(Items from a data source)
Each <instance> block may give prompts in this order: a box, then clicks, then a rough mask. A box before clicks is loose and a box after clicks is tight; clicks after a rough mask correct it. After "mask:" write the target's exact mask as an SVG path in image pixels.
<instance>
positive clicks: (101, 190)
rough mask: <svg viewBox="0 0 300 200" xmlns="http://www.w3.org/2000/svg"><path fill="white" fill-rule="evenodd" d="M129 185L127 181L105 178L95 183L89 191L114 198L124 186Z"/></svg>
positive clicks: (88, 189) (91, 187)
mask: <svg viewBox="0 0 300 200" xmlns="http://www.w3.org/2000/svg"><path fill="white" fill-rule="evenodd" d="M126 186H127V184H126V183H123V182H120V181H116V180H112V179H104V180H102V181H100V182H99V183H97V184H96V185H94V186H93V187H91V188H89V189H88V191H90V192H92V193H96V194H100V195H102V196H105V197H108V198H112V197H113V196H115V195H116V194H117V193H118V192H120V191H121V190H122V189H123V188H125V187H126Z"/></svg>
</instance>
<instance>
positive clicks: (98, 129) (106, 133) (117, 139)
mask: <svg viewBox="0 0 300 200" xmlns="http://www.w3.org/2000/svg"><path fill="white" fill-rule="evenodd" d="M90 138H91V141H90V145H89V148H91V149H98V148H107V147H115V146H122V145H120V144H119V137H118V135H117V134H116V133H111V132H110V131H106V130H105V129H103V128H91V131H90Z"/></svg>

■ WHAT TO PRODUCE:
Please print exactly the lines from the one containing "</instance>" through the last line of the records, both included, and nothing else.

■ EXPECTED OUTPUT:
</instance>
<instance>
positive clicks: (98, 129) (106, 133) (117, 139)
mask: <svg viewBox="0 0 300 200" xmlns="http://www.w3.org/2000/svg"><path fill="white" fill-rule="evenodd" d="M90 138H91V141H90V145H89V148H91V149H98V148H107V147H115V146H122V145H120V144H119V137H118V135H117V134H116V133H111V132H110V131H106V130H105V129H103V128H91V131H90Z"/></svg>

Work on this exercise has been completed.